_Extract_:
Start of Block

I've read about so many successful people who meditate. It cannot be a coincidence that those who fare so well in life (at least to the public's perception) practice this ancient ritual. And for a long time, I've wanted to try it. I didn't know how except for what I've read. And I thought that my mind was not prepared for something so deep. In books, the process is so simple but everyone cautions how difficult it is to tame the mind, even for just a few minutes. But if this is what people who I highly regard are doing, I wanted to know why, how, and what the impact would be to my life. 

To be honest, I don't know why I decided to do it now. Maybe it's because I started to read the "Zen Master" - Phil Jackson's book entitled Eleven Rings or if it's because I just completed reading The Book of Joy: Lasting Happiness in a Changing World by Dalai Lama XIV, Desmond Tutu, and Douglas Carlton Abrams. But I decided to do it. 

A few tips that I learned: 

  • don't drink coffee before you meditate
  • blow your nose before you begin
  • find a relaxed position (but if you don't, your body will adjust through the meditation)
Most mornings, I'm alone in the kitchen after I've walked the dogs and taken my medication. I typically use this time to read because of how peaceful and quiet this time can be. I did read for about half an hour but then suddenly had the urge to try out meditation. 

Consciously, I told myself I would try the simplest form - breathing. I closed my eyes. And I concentrated on the inhale and exhale of my breath. Trying to keep my mind from wandering, I said to myself, "in in in in in" as brought oxygen into my body... then "out out out out out" as I relieved myself of carbon dioxide. And I repeated this over and over and over. 

At the beginning, I could see my eyes fluttering. I could feel my eyeballs moving around behind my eyelids. I could "see" the colors changing as if watching the silhouette of objects behind a curtain. It's like REM except you're awake. I could feel my mind try to stray away from "in in in in in" and "out out out out out." My mind would try to "think" about if my breathing was right, if I was comfortable, what was my body doing? At first I was uncomfortable. My nose was a little stuffed. I could imagine my nostrils being slightly clogged. I "felt" that my body was not in the "perfect" position. My shoulders were too tight and high. My neck was stiff.

End of Block

Saved data entries:
Start of Block

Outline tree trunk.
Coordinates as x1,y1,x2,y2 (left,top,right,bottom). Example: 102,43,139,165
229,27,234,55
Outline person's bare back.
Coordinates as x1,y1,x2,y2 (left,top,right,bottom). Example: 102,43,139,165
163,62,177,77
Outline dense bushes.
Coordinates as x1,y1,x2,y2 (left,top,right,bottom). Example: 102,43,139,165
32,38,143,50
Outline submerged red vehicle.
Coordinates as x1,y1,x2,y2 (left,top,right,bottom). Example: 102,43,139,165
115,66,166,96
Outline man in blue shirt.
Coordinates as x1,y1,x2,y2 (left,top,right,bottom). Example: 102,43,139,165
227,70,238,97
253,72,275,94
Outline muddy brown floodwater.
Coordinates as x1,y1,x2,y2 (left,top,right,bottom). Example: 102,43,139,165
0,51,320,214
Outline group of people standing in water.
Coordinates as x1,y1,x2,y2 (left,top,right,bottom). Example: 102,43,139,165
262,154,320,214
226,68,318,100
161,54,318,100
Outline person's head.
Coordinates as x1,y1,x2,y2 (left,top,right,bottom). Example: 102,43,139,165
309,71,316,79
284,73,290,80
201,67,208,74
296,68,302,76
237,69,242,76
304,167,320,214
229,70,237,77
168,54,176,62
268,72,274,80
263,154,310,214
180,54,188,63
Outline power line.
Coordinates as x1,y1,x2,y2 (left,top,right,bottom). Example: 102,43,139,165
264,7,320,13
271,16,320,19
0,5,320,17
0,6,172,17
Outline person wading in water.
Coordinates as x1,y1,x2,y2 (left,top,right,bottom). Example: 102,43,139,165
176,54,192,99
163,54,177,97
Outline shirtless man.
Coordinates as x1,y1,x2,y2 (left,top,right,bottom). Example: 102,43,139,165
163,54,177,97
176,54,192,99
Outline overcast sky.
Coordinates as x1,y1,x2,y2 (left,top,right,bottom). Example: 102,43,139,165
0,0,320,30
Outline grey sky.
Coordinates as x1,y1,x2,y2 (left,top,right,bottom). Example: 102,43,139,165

End of Block

_Exercise requirements_:
- a) Rewrite the paragraph of the meditation account that begins "Consciously, I told myself" more briefly, keeping its main facts.
- b) Please continue the meditation account from its last sentence.

_Answer set_:
- a) I chose the simplest form of meditation: breathing. With my eyes closed, I focused on each inhale and exhale. To keep my mind from wandering, I silently said "in in in in in" while drawing in oxygen and "out out out out out" while releasing carbon dioxide, repeating this over and over.

- b)
But as I continued to breathe "in in in in in" and "out out out out out" I could feel my body settle. What?! How did that happen? Then my "vision" became white. I was realizing (which I shouldn't have been realizing) that my eyeballs had stopped their rapid movement. I was "seeing" just light come through my eyelids. I could feel my body adjust itself to correct the uncomfortable feeling. My shoulders relaxed; my head tilted down to relieve my neck of discomfort. And I was getting into a rhythm. Strangely, I was conscious of this, but I was also conscious of my breathing. Is that possible? I could "hear" myself thinking "in in in in in, out out out out out." 

I did this for some time. Not knowing how much time, I just opened my eyes. I looked at the clock, and I think 10 minutes or so had passed. And at the same time, I felt a weird sensation in my body. It felt something similar to when you have high blood pressure (which I do) and you get up too fast, you become dizzy. Except in this case, I didn't feel dizzy. I think what I felt was all the oxygen being disbursed throughout my body, as if all the "in in in in ins and out out out out outs" were contained only in my lungs and brain while my eyes were closed. And then when I opened them my brain distributed them to the rest of my organs and limbs. In a way, I was momentarily paralyzed by the breakthrough back to reality and my present self. 

After a few seconds I felt comfortable and relaxed. It was a strangeness that I've never felt before. It was surreal. I can only liken it to waking up from a great, restful sleep. But that's only close and not exact. And I liked it. I'm almost certain that I will do this again. 

Am I crazy? Or is this what it's like to meditate?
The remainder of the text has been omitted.